■ Stated exercise A ■
In the message below about hashing tests, which parameter does the writer want someone to confirm his findings about?

■ Source passage ■

◇ ◇ ◇ ◇

* Atri Sharma (atri.jiit@gmail.com) wrote:
> My point is that I would like to help in the implementation, if possible. :)
Feel free to go ahead and implement it.. I'm not sure when I'll have a
chance to (probably not in the next week or two anyway). Unfortunately,
the bigger issue here is really about testing the results and
determining if it's actually faster/better with various data sets
(including ones which have duplicates). I've got one test data set
which has some interesting characteristics (for one thing, hashing the
"large" side and then seq-scanning the "small" side is actually faster
than going the other way, which is quite 'odd' imv for a hashing
system): http://snowman.net/~sfrost/test_case2.sql
You might also look at the other emails that I sent regarding this
subject and NTUP_PER_BUCKET. Having someone confirm what I saw wrt
changing that parameter would be nice and it would be a good comparison
point against any kind of pre-filtering that we're doing.
One thing that re-reading the bloom filter description reminded me of is
that it's at least conceivable that we could take the existing hash
functions for each data type and do double-hashing or perhaps seed the
value to be hashed with additional data to produce an "independent" hash
result to use. Again, a lot of things that need to be tested and
measured to see if they improve overall performance.
Thanks,
Stephen

◇ ◇ ◇ ◇

■ Stated exercise B ■
Count how many lines of the records contain the word "white", with case counting, and reply with that number only.

■ Data provided ■
◇ ◇ ◇ ◇

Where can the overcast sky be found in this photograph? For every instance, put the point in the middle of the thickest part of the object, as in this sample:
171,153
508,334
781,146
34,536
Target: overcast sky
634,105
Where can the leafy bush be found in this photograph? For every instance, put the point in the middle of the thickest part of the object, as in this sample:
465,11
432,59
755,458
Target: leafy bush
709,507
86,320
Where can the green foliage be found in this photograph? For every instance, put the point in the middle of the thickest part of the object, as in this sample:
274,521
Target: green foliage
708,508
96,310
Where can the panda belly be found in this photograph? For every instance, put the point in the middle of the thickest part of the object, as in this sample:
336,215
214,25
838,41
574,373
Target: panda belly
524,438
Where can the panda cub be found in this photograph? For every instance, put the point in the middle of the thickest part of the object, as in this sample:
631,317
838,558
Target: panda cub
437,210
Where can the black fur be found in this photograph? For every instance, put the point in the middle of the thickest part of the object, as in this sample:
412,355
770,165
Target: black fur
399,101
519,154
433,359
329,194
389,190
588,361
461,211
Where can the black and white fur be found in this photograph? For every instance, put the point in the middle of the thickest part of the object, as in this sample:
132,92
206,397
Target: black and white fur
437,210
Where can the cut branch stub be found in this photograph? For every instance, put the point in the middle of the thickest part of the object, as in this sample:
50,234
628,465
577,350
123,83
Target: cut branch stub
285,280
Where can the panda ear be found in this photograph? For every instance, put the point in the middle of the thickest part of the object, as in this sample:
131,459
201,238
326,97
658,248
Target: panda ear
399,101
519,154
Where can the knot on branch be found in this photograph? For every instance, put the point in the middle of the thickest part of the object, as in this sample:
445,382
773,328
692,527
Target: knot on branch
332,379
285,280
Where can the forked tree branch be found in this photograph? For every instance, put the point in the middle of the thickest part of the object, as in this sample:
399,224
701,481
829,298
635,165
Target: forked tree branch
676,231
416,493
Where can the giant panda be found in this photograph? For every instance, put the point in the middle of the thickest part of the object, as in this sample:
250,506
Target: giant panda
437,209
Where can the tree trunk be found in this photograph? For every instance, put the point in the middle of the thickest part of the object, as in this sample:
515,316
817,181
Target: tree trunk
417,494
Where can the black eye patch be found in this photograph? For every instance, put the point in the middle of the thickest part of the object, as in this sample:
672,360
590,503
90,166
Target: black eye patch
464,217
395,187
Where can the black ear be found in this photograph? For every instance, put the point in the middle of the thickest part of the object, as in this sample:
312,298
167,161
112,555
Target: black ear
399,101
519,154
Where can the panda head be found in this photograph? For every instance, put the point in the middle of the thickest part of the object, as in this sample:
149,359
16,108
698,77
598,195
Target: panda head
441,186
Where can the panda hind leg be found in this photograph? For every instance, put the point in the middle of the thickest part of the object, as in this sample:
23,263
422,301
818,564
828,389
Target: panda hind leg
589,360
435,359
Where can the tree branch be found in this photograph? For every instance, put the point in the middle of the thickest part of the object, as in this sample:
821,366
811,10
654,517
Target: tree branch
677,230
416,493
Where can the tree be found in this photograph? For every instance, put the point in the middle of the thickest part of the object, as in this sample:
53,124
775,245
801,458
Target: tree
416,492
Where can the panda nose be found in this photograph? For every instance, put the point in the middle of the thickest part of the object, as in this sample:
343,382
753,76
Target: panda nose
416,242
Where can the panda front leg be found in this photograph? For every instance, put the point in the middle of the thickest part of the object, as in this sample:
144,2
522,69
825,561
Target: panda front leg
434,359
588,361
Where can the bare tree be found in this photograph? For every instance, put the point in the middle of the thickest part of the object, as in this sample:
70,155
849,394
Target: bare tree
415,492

◇ ◇ ◇ ◇

■ Complete response A ■
NTUP_PER_BUCKET

■ Complete response B ■
2